Task item → Determine how many lines in the records include "kiddie". Write the number and nothing more.
### Dataset records
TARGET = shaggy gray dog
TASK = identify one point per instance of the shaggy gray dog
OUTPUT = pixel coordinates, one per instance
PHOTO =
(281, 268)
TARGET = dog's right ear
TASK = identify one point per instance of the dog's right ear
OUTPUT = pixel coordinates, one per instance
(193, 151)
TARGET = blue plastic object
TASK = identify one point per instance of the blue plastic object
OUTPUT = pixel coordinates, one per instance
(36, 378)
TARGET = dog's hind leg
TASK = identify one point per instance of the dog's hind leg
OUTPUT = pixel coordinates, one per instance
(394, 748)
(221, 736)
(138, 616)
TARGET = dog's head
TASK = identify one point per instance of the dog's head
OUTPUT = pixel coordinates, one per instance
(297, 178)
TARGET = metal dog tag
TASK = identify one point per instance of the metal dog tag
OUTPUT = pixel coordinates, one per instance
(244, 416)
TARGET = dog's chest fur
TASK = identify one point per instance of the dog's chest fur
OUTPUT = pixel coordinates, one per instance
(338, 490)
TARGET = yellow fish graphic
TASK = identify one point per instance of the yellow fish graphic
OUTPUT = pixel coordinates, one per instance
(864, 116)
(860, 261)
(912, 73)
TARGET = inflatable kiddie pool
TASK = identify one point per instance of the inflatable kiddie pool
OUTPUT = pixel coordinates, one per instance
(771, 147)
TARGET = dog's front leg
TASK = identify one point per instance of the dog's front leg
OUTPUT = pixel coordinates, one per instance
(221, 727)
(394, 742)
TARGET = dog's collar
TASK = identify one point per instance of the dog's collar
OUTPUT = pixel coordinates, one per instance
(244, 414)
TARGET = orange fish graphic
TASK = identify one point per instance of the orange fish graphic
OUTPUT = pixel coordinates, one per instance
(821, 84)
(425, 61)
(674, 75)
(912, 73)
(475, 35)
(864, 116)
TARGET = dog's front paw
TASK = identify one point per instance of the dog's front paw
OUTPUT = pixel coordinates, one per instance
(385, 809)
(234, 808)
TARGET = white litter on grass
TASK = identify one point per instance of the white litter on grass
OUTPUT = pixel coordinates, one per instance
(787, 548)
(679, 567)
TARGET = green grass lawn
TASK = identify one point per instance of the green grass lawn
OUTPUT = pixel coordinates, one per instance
######
Result of this exercise → 2